>> START DATA FOR THIS TASK

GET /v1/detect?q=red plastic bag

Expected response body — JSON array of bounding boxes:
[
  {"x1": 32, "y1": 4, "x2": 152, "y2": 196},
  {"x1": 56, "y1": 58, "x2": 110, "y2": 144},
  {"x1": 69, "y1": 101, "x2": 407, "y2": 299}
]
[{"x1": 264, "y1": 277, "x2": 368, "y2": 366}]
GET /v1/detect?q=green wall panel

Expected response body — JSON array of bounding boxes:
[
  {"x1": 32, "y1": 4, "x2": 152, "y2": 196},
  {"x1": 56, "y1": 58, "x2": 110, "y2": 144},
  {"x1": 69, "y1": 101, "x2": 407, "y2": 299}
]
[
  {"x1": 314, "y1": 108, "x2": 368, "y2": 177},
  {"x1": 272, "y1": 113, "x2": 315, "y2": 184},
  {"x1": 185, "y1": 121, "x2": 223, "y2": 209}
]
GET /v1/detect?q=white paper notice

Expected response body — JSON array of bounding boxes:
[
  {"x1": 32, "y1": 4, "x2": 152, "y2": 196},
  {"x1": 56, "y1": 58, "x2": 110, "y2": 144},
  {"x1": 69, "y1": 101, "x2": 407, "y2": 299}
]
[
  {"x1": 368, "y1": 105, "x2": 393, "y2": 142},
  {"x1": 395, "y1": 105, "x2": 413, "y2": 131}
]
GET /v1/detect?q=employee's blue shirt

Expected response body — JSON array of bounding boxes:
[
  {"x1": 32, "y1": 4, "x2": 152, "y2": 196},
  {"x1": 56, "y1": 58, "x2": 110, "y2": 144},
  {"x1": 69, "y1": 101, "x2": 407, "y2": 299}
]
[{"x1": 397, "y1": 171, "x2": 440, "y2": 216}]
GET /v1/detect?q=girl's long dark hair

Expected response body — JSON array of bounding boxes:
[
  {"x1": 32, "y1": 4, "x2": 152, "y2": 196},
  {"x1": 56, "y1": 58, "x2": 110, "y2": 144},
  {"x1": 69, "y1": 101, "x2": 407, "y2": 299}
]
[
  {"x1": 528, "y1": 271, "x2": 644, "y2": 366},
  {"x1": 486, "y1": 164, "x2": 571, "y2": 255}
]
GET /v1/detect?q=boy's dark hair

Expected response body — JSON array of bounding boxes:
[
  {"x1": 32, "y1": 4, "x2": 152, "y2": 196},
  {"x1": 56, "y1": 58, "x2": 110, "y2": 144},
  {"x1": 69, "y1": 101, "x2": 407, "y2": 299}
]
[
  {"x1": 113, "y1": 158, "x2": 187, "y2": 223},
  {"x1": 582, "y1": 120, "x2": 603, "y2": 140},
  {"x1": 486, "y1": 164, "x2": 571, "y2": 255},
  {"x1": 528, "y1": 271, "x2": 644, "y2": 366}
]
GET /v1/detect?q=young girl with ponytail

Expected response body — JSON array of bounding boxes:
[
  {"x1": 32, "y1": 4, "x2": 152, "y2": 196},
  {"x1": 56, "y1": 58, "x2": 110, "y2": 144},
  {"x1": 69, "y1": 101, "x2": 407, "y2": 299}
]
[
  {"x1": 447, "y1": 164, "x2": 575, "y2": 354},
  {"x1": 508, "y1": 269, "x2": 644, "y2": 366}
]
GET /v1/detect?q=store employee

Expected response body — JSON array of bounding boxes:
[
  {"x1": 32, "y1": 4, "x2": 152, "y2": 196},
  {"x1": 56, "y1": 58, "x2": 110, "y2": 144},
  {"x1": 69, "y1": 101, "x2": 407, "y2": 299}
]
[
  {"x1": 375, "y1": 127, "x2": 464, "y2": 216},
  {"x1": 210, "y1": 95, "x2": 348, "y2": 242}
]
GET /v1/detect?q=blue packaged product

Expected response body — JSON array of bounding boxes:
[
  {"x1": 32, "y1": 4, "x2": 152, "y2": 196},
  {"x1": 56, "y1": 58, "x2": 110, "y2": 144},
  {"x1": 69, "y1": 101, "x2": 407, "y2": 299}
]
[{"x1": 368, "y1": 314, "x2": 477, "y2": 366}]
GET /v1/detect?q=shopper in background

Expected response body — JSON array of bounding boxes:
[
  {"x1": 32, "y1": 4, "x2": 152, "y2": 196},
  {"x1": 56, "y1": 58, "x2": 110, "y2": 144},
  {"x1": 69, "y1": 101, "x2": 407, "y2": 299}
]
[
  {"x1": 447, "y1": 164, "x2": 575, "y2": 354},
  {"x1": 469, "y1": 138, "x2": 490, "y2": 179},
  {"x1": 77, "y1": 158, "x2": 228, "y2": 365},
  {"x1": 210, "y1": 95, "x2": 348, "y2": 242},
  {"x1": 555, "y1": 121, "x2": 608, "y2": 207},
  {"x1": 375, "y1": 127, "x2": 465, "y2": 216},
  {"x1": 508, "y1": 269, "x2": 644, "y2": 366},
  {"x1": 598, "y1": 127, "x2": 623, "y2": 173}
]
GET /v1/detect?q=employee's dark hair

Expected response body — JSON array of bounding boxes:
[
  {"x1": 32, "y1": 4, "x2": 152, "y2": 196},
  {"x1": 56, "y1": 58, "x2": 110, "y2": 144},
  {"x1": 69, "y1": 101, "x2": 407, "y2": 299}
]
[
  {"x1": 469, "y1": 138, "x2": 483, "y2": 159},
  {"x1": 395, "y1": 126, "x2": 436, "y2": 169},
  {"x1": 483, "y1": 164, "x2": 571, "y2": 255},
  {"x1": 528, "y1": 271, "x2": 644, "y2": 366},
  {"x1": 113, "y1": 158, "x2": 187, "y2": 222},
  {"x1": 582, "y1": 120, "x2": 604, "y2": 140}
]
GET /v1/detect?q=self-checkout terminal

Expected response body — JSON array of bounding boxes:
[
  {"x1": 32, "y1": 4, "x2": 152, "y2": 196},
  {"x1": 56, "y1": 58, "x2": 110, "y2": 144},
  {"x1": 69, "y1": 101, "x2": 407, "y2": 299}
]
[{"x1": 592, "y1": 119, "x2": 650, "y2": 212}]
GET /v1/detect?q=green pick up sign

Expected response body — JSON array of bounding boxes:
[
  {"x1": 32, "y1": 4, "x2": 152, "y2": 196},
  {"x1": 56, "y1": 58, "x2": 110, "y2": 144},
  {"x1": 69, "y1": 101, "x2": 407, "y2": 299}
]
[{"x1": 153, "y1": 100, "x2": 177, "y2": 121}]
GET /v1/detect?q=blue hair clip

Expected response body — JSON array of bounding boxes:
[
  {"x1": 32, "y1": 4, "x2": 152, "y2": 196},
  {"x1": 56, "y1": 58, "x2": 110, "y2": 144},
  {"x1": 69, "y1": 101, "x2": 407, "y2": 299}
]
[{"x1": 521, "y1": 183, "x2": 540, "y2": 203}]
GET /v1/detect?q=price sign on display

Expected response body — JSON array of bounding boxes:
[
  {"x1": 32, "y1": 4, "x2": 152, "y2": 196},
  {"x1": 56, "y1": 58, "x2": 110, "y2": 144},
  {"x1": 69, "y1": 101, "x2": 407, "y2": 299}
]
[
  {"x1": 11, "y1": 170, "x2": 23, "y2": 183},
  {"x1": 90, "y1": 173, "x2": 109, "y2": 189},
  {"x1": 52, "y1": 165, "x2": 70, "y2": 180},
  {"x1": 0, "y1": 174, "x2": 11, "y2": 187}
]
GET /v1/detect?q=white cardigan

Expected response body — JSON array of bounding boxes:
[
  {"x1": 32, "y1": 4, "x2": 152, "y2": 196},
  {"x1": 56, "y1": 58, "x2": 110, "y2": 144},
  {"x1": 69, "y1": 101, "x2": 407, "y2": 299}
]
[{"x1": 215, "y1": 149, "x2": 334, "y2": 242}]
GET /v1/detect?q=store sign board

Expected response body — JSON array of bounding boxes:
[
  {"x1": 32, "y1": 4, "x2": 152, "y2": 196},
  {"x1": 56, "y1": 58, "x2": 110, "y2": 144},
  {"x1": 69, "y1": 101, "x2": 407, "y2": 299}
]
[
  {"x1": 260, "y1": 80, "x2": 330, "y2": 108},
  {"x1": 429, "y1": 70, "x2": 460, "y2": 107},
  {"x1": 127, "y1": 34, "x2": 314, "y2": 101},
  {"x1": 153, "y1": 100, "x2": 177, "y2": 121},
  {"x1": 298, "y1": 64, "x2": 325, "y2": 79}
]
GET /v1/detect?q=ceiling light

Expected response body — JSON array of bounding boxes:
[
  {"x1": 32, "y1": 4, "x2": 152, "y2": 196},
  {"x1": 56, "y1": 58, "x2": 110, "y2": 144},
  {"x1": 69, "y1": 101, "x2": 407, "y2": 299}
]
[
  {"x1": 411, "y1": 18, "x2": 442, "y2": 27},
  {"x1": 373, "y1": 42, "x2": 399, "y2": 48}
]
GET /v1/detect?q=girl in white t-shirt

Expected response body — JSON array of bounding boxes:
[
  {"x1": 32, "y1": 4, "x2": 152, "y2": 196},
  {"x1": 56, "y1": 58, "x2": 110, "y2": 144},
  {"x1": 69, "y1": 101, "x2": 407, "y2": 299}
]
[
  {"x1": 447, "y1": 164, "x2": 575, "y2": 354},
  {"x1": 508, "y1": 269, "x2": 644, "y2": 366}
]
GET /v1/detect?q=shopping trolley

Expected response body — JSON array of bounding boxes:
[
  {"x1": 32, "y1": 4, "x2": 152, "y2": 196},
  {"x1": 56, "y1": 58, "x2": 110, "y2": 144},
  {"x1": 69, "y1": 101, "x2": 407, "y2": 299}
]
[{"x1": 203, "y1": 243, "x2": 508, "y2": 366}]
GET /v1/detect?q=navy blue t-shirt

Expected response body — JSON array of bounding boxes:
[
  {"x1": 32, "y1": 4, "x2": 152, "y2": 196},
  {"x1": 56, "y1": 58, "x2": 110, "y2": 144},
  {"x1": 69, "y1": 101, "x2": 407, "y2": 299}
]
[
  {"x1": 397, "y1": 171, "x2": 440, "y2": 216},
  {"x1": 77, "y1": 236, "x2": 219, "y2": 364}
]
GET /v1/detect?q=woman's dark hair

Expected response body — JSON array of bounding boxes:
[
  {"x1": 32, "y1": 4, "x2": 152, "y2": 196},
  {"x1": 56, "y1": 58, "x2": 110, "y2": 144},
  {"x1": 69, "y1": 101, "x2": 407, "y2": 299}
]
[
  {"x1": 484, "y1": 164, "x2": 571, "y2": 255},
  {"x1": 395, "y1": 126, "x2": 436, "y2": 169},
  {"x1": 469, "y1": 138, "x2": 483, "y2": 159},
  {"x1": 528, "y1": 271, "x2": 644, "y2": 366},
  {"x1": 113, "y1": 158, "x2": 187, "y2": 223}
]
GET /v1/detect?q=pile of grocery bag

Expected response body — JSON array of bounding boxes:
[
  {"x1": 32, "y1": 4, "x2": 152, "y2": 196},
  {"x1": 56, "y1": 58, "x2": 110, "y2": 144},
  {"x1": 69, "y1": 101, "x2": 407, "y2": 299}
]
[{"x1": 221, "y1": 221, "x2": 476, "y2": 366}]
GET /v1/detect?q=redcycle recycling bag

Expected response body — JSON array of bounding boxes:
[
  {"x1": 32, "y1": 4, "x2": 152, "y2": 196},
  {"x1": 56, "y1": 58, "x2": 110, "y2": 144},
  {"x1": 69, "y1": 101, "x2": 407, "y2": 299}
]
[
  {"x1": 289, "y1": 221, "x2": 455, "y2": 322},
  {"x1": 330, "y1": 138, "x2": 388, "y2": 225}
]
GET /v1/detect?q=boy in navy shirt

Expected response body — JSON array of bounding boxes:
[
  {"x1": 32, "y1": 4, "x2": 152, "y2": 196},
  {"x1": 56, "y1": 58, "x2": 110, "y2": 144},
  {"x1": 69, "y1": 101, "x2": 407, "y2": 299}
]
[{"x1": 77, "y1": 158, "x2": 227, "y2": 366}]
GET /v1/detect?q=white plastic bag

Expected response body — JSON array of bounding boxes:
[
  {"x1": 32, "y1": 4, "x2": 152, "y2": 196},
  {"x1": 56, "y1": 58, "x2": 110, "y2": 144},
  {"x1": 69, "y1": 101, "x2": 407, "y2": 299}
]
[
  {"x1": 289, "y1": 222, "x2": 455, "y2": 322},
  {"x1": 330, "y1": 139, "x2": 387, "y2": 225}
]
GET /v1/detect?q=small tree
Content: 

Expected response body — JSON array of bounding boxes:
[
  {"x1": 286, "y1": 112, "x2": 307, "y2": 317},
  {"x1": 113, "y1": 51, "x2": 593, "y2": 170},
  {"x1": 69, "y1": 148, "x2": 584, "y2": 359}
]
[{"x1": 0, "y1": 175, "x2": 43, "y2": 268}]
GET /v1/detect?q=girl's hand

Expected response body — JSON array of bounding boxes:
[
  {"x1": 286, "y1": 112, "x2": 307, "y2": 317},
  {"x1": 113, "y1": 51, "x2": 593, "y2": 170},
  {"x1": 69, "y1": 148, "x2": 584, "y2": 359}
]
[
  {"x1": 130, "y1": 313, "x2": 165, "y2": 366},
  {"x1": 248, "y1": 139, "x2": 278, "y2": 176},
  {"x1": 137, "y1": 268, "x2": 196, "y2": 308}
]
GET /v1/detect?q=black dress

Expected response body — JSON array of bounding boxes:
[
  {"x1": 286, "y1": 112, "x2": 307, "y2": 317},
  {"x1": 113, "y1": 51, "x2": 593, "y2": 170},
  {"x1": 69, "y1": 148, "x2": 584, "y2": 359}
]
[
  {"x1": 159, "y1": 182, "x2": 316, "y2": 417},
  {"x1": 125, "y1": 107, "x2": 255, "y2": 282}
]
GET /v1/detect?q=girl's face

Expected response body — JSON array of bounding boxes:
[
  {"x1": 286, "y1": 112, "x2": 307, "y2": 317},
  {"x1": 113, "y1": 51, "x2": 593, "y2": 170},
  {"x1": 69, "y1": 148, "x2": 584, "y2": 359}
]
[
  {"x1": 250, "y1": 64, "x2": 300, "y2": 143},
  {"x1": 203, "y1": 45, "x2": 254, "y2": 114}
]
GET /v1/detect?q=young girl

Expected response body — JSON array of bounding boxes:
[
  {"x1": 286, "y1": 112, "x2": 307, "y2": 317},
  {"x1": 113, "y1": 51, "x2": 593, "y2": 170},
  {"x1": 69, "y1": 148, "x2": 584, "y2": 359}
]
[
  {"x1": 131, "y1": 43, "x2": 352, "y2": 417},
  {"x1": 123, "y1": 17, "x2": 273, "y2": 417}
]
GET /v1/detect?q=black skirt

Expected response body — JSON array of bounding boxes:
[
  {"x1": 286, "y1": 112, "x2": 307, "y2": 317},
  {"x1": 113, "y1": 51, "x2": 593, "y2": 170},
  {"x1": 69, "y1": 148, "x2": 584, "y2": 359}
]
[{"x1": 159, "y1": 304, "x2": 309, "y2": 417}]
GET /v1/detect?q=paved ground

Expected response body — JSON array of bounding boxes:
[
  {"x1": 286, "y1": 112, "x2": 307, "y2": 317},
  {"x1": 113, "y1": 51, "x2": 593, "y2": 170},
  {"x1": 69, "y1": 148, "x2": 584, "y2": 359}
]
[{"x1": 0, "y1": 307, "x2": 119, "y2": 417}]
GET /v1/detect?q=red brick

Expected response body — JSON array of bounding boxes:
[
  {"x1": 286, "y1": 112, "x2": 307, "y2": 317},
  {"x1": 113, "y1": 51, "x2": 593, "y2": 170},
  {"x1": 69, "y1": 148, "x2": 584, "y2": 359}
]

>> END DATA FOR THIS TASK

Print the line containing "GET /v1/detect?q=paved ground" and every line after it to the end of the records above, exactly as written, and nothing else.

> [TASK RESULT]
GET /v1/detect?q=paved ground

Expected response body — JSON array of bounding boxes:
[
  {"x1": 286, "y1": 112, "x2": 307, "y2": 317},
  {"x1": 113, "y1": 51, "x2": 593, "y2": 170},
  {"x1": 69, "y1": 148, "x2": 584, "y2": 359}
]
[{"x1": 0, "y1": 307, "x2": 119, "y2": 417}]
GET /v1/detect?q=red brick

Expected response body — JSON array of bounding boxes:
[
  {"x1": 286, "y1": 112, "x2": 307, "y2": 317},
  {"x1": 113, "y1": 51, "x2": 593, "y2": 170},
  {"x1": 69, "y1": 148, "x2": 584, "y2": 359}
]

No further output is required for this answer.